Rüyalarla özel bir ilişkim var. Uyanık olmakla uykuda olmak arasında benim için birçok "işin" gerçekleştiği bir boşluk var. Çoğu zaman bu görüntüler veya fikirler uykuya dalmadan hemen önce aklıma geliyorlar. Ve çok daha sonradan tekrar ortaya çıkarak bana adeta bir deja vu yaşıyormuşum gibi hissettiriyorlar. Bu anların oldukça büyülü bir yanı var.


My Favorite Person, Fotoğraf: Kenneth Morton


Eğer zaten halihazırda bir adı yoksa, üzerinde çalışmakta olduğunuz yapıta adını vermeye ne zaman karar verirsiniz?


Hazır olduğunda yapıtın başlığını kendisinin seçtiğini hissediyorum. My Favroite Person ismi aslında çok yakın bir arkadaşımın konserini izlerken birdenbire aklıma geldi. Adeta bu başlık aklıma düştü ve onu kafamdan çıkaramadım. Diğer bazı yapıtlar önce bir başlıkla başlıyor ve sonradan fikir geliyor. Her gösteri için her zaman farklı.


My Favorite Person, Fotoğraf: Skyler Reid


Sanatınızı etkilediğini düşündüğünüz biri veya bir sanatçı var mı, varsa kim?


İşlerimde beni herhangi bir sanatçı veya kişiden daha çok, içinde bulunduğum ortam etkiliyor. Almatı, Kazakistan'da doğdum ve annem tarafından kendi hayatımı yaratmam konusunda çok teşvik edildim. Gençken yalnız geçirdiğim çok zaman oldu, bir nevi kendi halime bırakılmıştım. O zamanlar yapmayı en çok sevdiğim şey, içinde bulunduğum ortamı gözlemlemekti. Bir sürü çiçek, meyve ağacı ve ahududu çalılarıyla dolu inanılmaz bir bahçemiz vardı. O bahçedeki her ayrıntıyı gözlemledim. Her yaprağı, her taşı, kedi ve köpeğimizin her alışkanlığını biliyordum. Bunun, nerede olduğumu gözlemlememde ve belki de bunu yaptıklarıma yansıtmamda büyük etkisi olduğunu düşünüyorum. Tabii ben de her çocuk gibi o bahçede pek çok hikaye uydurmaya başladım. Onları da yazdım (her ne kadar nasıl yazacağımı henüz bilmesem de). Bu yüzden annem eve geldiğinde karalayan benle karşılaşırdı. O zamandan beri, içinde bulunduğum ortamın, yerini, hayal gücüme bırakmasına izin verdim. Çimlerin nasıl hareket ettiğini izlemek veya yanından geçen bir kişinin bir tutam saçı kulağının arkasına atmak için elini nasıl kaldırdığını görmek her zaman heyecan verici ve bu basit, gündelik anların işlerini gerçekten etkileyebileceğini bilmek de.


Dünyanın mevcut durumunu değerlendirdiğinizde, bir sanatçı olarak sizin için en önemli ve acil konu nedir?

* Öğelerden alıntılar:
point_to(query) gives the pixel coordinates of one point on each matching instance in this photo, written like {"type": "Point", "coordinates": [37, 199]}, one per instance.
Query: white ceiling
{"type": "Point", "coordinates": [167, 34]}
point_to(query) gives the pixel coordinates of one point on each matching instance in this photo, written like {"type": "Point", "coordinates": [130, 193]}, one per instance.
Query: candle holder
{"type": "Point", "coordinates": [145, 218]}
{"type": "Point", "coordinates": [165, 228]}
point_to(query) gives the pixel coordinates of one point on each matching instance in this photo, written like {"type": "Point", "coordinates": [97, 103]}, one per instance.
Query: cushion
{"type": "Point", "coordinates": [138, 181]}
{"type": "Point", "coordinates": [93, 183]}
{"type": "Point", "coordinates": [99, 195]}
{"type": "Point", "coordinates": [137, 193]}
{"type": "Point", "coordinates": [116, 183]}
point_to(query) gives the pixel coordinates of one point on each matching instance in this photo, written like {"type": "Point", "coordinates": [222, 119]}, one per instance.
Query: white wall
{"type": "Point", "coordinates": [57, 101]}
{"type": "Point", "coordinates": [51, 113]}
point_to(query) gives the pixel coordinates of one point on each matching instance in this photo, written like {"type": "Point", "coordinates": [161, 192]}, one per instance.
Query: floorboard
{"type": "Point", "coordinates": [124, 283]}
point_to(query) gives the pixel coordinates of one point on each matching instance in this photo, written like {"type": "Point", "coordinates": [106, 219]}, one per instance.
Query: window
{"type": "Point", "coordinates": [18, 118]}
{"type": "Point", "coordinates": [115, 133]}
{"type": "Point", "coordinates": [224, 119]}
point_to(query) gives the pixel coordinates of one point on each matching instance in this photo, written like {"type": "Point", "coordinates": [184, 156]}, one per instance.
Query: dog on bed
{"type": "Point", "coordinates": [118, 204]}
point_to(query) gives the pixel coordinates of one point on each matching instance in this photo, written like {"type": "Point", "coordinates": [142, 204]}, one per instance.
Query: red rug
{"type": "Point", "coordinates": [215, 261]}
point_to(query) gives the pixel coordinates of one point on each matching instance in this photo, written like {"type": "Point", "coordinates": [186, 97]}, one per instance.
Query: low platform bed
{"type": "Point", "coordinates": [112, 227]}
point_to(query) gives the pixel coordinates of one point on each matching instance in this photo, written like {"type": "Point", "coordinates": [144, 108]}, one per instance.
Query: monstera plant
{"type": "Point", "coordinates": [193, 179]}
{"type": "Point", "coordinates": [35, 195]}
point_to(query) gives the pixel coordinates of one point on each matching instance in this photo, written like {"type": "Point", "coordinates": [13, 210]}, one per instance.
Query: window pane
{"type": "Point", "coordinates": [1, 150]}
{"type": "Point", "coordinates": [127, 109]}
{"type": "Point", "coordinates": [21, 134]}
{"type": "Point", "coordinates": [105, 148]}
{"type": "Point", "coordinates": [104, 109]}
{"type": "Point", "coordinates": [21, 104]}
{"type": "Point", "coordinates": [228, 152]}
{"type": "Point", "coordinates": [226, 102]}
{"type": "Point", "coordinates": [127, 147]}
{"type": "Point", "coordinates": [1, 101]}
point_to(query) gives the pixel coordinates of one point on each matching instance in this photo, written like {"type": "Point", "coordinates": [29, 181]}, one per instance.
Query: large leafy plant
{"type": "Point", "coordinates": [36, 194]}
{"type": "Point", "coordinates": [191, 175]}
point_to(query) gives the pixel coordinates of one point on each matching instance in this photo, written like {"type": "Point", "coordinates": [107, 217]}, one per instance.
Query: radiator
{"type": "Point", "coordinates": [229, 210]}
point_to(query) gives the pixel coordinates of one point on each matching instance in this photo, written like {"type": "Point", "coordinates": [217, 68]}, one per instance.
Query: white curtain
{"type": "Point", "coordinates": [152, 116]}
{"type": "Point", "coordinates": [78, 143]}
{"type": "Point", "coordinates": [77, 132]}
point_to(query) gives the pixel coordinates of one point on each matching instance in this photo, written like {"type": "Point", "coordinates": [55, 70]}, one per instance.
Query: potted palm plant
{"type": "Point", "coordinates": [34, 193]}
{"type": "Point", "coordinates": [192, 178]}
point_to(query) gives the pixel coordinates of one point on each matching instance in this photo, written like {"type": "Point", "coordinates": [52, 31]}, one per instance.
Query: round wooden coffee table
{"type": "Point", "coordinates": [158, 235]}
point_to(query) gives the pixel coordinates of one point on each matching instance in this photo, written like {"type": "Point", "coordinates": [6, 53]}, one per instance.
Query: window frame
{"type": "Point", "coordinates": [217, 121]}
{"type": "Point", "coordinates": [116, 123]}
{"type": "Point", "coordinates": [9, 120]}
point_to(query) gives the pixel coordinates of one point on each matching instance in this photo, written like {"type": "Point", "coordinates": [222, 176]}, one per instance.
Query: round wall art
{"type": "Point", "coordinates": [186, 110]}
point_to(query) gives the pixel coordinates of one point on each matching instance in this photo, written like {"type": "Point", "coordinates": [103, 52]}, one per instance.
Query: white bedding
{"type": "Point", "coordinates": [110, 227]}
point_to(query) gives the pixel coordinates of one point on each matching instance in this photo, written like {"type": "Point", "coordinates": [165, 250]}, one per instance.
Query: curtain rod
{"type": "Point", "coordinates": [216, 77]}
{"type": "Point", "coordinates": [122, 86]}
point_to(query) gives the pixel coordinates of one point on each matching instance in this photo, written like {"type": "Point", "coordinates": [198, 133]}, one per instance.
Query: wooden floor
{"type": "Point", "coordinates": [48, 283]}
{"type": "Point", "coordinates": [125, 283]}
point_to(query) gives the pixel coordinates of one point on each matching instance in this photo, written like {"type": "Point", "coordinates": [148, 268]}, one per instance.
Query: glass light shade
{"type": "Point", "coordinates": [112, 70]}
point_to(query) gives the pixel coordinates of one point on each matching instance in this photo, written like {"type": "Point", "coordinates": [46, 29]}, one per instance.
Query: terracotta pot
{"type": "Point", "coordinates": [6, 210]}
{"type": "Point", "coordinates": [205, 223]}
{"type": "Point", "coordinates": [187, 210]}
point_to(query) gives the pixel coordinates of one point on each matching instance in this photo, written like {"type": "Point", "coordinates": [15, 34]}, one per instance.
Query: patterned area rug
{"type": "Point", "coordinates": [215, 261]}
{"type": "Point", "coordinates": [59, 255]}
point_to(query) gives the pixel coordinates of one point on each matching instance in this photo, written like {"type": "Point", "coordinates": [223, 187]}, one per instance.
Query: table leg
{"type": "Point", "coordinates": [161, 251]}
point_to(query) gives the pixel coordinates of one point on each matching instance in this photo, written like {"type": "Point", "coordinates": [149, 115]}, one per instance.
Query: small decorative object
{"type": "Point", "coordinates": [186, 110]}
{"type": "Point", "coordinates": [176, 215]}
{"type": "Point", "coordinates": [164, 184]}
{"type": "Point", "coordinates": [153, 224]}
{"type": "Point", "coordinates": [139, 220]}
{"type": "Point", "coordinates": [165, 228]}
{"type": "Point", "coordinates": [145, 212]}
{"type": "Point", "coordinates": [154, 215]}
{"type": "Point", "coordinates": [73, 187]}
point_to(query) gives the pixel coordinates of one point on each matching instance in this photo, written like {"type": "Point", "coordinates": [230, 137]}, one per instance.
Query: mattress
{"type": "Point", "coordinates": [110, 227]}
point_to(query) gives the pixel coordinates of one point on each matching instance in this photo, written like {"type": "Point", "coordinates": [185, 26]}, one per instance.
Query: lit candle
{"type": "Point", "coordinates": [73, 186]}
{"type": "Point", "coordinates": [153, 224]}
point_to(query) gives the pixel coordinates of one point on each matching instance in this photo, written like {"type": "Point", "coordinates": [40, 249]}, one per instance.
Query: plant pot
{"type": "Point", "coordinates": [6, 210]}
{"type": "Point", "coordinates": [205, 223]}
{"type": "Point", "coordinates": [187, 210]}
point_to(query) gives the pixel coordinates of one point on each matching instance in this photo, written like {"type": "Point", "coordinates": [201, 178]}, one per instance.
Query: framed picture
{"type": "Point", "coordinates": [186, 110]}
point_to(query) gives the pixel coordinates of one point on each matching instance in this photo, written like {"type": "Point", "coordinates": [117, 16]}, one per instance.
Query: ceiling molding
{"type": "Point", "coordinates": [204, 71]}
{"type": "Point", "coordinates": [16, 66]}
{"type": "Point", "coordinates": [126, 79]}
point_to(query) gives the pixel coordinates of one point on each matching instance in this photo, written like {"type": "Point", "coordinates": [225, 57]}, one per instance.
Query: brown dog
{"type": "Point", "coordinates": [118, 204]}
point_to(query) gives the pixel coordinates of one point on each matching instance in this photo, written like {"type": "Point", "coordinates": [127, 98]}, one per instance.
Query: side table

* Yönerge ve koşullar: Röportajda "İşlerimde beni herhangi bir sanatçı" sözleriyle başlayan paragrafı, temel bilgilerini koruyarak daha kısa biçimde yeniden yazın. Bu görevde yalnızca röportaj metnindeki bilgileri kullanın.

* Görevin sonucu: İşlerimi herhangi bir sanatçı ya da kişiden çok, içinde bulunduğum ortam etkiliyor. Kazakistan'ın Almatı kentinde doğdum. Annem kendi hayatımı yaratmam için beni teşvik etti ve gençliğimde çok zamanı yalnız geçirdim. En sevdiğim şey, çiçekler, meyve ağaçları ve ahududu çalılarıyla dolu bahçemizi gözlemlemekti. Her yaprağı, her taşı, kedimizle köpeğimizin her alışkanlığını biliyordum. Bunun, bulunduğum yeri gözlemlememde ve belki de bunu işlerime yansıtmamda büyük etkisi olduğunu düşünüyorum. O bahçede hikâyeler uydurdum ve henüz yazmayı bilmesem de onları karaladım. O zamandan beri çevremin yerini hayal gücüme bırakmasına izin veriyorum. Çimlerin hareketi ya da birinin saçını kulağının arkasına atması gibi gündelik anları izlemek ve bunların işlerimi etkileyebileceğini bilmek beni hep heyecanlandırıyor.